Location identification entries:

__________________________________________________

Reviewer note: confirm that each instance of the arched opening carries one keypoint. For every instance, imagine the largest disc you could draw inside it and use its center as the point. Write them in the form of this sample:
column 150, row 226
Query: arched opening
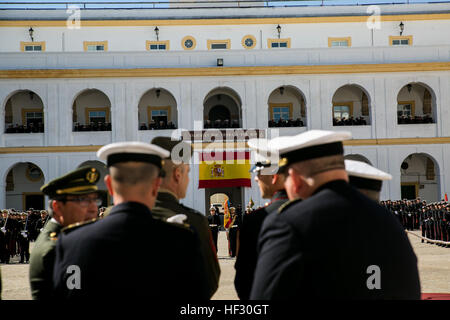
column 91, row 111
column 357, row 157
column 287, row 107
column 351, row 106
column 222, row 109
column 23, row 183
column 157, row 110
column 416, row 103
column 420, row 178
column 103, row 170
column 24, row 113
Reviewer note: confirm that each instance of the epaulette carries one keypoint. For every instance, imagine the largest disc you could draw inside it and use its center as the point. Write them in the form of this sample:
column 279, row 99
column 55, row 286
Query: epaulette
column 286, row 205
column 185, row 226
column 77, row 225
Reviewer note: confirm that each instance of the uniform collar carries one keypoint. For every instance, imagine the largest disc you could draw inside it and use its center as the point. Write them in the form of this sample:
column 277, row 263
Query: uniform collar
column 164, row 193
column 335, row 185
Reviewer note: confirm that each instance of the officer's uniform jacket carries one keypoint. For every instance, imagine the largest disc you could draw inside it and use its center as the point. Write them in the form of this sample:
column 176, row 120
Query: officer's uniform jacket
column 331, row 246
column 42, row 259
column 167, row 205
column 111, row 264
column 248, row 239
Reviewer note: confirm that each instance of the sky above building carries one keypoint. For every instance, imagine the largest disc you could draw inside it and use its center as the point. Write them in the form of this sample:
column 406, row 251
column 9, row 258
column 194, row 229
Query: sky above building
column 61, row 4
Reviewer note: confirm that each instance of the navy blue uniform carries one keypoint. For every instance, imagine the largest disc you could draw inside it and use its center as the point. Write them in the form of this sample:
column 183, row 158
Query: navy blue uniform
column 248, row 240
column 109, row 256
column 324, row 247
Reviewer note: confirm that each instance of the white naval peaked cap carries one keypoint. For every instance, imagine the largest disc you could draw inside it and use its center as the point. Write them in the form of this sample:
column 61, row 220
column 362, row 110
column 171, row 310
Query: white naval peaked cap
column 132, row 151
column 365, row 176
column 262, row 153
column 309, row 145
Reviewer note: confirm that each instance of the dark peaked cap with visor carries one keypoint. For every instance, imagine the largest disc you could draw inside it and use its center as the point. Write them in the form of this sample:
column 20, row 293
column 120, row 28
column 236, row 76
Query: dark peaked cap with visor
column 133, row 151
column 364, row 176
column 80, row 181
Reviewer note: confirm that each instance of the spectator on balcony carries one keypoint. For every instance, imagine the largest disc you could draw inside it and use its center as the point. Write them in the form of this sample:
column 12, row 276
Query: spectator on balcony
column 171, row 125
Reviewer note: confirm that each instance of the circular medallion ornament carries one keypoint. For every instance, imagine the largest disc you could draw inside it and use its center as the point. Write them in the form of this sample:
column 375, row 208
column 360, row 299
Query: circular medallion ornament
column 188, row 43
column 248, row 42
column 33, row 173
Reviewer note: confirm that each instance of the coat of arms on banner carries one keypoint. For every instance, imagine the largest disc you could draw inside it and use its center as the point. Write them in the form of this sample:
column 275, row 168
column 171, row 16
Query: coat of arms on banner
column 217, row 171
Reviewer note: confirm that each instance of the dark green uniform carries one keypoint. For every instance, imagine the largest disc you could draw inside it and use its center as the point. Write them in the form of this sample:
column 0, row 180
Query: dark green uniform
column 42, row 260
column 167, row 205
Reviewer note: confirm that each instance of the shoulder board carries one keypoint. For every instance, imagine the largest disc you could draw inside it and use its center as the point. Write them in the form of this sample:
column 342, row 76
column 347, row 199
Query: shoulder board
column 184, row 226
column 286, row 205
column 77, row 225
column 53, row 236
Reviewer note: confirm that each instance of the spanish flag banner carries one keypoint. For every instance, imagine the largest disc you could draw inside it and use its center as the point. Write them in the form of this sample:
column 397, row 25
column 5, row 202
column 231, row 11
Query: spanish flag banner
column 226, row 214
column 224, row 169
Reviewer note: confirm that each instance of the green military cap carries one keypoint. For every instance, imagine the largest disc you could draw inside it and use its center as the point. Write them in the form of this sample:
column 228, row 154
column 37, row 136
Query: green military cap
column 180, row 150
column 80, row 181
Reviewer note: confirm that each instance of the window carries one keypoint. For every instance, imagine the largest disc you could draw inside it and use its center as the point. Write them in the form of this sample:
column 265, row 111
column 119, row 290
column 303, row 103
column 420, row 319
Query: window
column 342, row 110
column 157, row 45
column 279, row 43
column 400, row 41
column 188, row 43
column 280, row 111
column 248, row 42
column 158, row 114
column 339, row 42
column 97, row 115
column 34, row 116
column 219, row 44
column 32, row 46
column 95, row 45
column 405, row 109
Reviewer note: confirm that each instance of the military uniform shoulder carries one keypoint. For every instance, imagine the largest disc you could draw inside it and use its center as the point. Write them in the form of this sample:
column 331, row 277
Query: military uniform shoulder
column 190, row 210
column 77, row 225
column 287, row 205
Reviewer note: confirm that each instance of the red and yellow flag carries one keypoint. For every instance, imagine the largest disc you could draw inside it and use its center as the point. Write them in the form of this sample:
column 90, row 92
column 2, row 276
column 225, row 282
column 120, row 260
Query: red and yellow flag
column 224, row 169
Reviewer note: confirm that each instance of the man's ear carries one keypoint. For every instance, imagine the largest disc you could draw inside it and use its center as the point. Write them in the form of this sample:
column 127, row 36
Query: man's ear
column 177, row 173
column 297, row 180
column 57, row 212
column 156, row 185
column 108, row 182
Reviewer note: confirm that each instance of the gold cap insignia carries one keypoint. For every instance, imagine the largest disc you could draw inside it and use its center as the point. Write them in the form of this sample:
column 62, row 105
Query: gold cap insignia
column 282, row 162
column 92, row 175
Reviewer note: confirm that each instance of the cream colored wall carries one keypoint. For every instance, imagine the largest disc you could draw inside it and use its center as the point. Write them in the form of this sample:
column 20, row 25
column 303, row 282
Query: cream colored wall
column 90, row 99
column 149, row 99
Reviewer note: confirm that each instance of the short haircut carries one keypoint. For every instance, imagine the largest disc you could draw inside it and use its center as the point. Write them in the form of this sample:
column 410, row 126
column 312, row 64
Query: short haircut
column 168, row 167
column 312, row 167
column 133, row 173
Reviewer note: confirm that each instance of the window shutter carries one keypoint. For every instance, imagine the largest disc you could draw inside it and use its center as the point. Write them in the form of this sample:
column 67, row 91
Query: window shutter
column 430, row 169
column 426, row 102
column 364, row 105
column 302, row 108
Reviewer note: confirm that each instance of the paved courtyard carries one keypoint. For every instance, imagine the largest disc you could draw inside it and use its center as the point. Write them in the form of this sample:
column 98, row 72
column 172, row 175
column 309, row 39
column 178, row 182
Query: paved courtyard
column 434, row 268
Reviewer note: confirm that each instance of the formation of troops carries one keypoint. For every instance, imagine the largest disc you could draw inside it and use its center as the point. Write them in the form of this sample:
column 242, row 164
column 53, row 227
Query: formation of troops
column 432, row 219
column 17, row 230
column 322, row 234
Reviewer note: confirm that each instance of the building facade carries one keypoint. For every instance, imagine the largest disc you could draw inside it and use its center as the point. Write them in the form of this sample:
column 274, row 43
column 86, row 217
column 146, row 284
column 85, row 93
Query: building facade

__________________________________________________

TO BE DONE = Copy out every line of the entries above word for word, but leave out the pictures.

TASK SOLUTION =
Reviewer note: confirm that each instance of the arched opening carries one keypoint. For every instance, imagine the largest disc you could draw inside it and use its center as the point. Write them in the form of this sample:
column 150, row 226
Query: arched opening
column 91, row 111
column 357, row 157
column 287, row 107
column 351, row 106
column 222, row 109
column 23, row 183
column 157, row 110
column 416, row 103
column 420, row 178
column 103, row 170
column 24, row 113
Reviewer note: confirm that each instance of the epaulette carries one keypoint. For every instance, imagine the largest disc you could draw inside it and use its center as the point. Write them in the form of this sample:
column 279, row 99
column 55, row 286
Query: epaulette
column 286, row 205
column 185, row 226
column 77, row 225
Reviewer note: confirm that each instance of the uniform collar carries one keypoint. For every instance, imagine the largest disc you could draw inside it and use its center as the point. Write them in the form of this sample:
column 277, row 263
Query: uniform collar
column 164, row 193
column 335, row 185
Reviewer note: confirm that each instance of the officer's uniform jacket carries one keypoint. For every instance, imagine the largest disc you could draw inside it and use its center as the point. Write them in the form of this sample:
column 176, row 120
Query: officer's uniform jacket
column 331, row 246
column 42, row 259
column 167, row 205
column 111, row 264
column 248, row 239
Reviewer note: confirm that each instance of the sky above building carries one keypoint. For every instance, imagine the largest disc you could draw inside it and use its center as the point. Write them in the form of this sample:
column 406, row 251
column 9, row 258
column 194, row 229
Query: sky above building
column 61, row 4
Reviewer note: confirm that each instance of the navy blue uniform carries one keypoint. For every instance, imagine the largest disc you could draw inside it and use its center as the point. Write them in the form of this sample:
column 183, row 158
Query: navy blue uniform
column 248, row 240
column 109, row 256
column 324, row 247
Reviewer note: confirm that each instance of the white naval peaked cap carries one keypoint. For every instance, imagine the largest disc you could draw inside it and use its center as the point. Write them in the form of this sample:
column 61, row 220
column 362, row 110
column 171, row 310
Query: white naval peaked cap
column 132, row 151
column 365, row 176
column 262, row 153
column 309, row 145
Reviewer note: confirm that each instance of the dark peaked cap with visor carries one keypoint. For every instance, imagine the largest disc you could draw inside it and use its center as the point. Write them in the form of this sample:
column 20, row 293
column 120, row 28
column 236, row 76
Query: dark peaked cap with visor
column 133, row 151
column 364, row 176
column 80, row 181
Reviewer note: confirm that each instance of the spectator on balcony carries one keypoint. For every instance, imagine the largest disc you could draw inside it and use its center as the point. Write them in the form of this sample:
column 12, row 276
Query: spectator on balcony
column 171, row 125
Reviewer note: confirm that each instance of the circular medallion ornament carries one keypoint. For every instance, imagine the largest disc you could draw inside it and use its center as the point. Write them in the form of this sample:
column 375, row 208
column 360, row 299
Query: circular medallion ornament
column 188, row 43
column 248, row 42
column 33, row 173
Reviewer note: confirm that each instance of the coat of arms on banner carries one keypoint. For every instance, imagine the largest disc you could draw inside it and use its center as the point. Write them in the form of this sample:
column 275, row 168
column 171, row 16
Query: coat of arms on banner
column 217, row 171
Reviewer note: confirm that each instance of the dark green uniform carries one keypoint. For every instance, imagine the largest disc you could draw inside it and use its center as the point. Write them in the form of this sample:
column 0, row 180
Query: dark green uniform
column 42, row 260
column 167, row 205
Reviewer note: confirm that each instance of the shoulder board carries one keypoint. For every instance, imagine the largest disc you could draw inside it and use its center as the point. Write them in the form of this sample:
column 342, row 76
column 347, row 199
Query: shoulder board
column 184, row 226
column 286, row 205
column 77, row 225
column 53, row 236
Reviewer note: confirm that each instance of the spanish flag banner carries one keypoint. For every instance, imagine the largest disc you could draw inside it and use its center as the point. Write them in the form of this sample:
column 397, row 25
column 5, row 202
column 231, row 11
Query: spanish flag banner
column 226, row 214
column 224, row 169
Reviewer note: confirm that each instance of the green military cap carries one keypoint. For every instance, imagine the largest disc you could draw inside it and use its center as the point. Write them in the form of this sample:
column 228, row 154
column 37, row 136
Query: green military cap
column 180, row 150
column 80, row 181
Reviewer note: confirm that each instance of the window carries one keypoint. For every instance, imagine the largest disc you could draw inside it and use its center as the point. Write them in the form of this sample:
column 265, row 111
column 119, row 290
column 303, row 103
column 420, row 319
Query: window
column 342, row 110
column 157, row 45
column 279, row 43
column 400, row 41
column 188, row 43
column 280, row 111
column 248, row 42
column 158, row 114
column 339, row 42
column 97, row 115
column 34, row 116
column 219, row 44
column 32, row 46
column 95, row 45
column 405, row 109
Reviewer note: confirm that each instance of the military uniform shoulder carries one keypoint. For every instance, imagine the largest disc you could draw inside it and use its center as the point. Write them in the form of this sample:
column 331, row 277
Query: military uniform shoulder
column 190, row 210
column 77, row 225
column 287, row 205
Reviewer note: confirm that each instance of the red and yellow flag carries one keypoint. For every instance, imagine the largest disc you could draw inside it and use its center as the point. Write them in the form of this sample:
column 90, row 92
column 2, row 276
column 225, row 282
column 120, row 260
Query: red and yellow flag
column 224, row 169
Reviewer note: confirm that each instance of the man's ear carries one keypoint. For every instance, imagine the largest disc you could draw inside it and use its center as the point. Write them in the form of this sample:
column 127, row 36
Query: man's ear
column 177, row 173
column 297, row 180
column 57, row 212
column 156, row 185
column 108, row 182
Reviewer note: confirm that each instance of the gold cap insignia carries one keypoint. For every instance, imagine the largest disc you could draw inside it and use its center as the point. Write them in the form of this sample:
column 62, row 105
Query: gold cap insignia
column 282, row 162
column 92, row 175
Reviewer note: confirm that each instance of the cream colored wall carries one keypoint. For every instance, imagine the largest disc you could draw inside it and use its center as the point. Write them in the form of this sample:
column 20, row 25
column 303, row 282
Query: cream colored wall
column 90, row 99
column 149, row 99
Reviewer note: confirm that each instance of the short haircut carries one keypoint. For every instance, imagine the largest disc you could draw inside it and use its center as the point. Write them in the form of this sample:
column 410, row 126
column 312, row 64
Query: short haircut
column 168, row 167
column 312, row 167
column 133, row 173
Reviewer note: confirm that each instance of the window shutter carries one keypoint. For every instance, imagine the largest disc you could draw inside it and use its center as the point. Write them in the form of this sample:
column 67, row 91
Query: window shutter
column 430, row 169
column 426, row 102
column 364, row 105
column 302, row 108
Reviewer note: confirm that each instance of the paved courtyard carries one keypoint. For every instance, imagine the largest disc you could draw inside it and use its center as the point. Write them in the form of this sample:
column 98, row 72
column 172, row 175
column 309, row 39
column 178, row 182
Query: paved courtyard
column 434, row 268
Reviewer note: confirm that each instance of the formation of troops carries one keypoint. For every instance, imagine the largest disc you could draw inside it and use its center as the point. Write them in the form of this sample:
column 242, row 164
column 53, row 227
Query: formation of troops
column 432, row 219
column 17, row 230
column 322, row 234
Reviewer note: confirm that each instance of the building facade carries one keypoint. For every instance, imagine the largest disc you could draw inside it and use its center as the point. Write them in the form of this sample:
column 274, row 43
column 86, row 217
column 146, row 284
column 85, row 93
Query: building facade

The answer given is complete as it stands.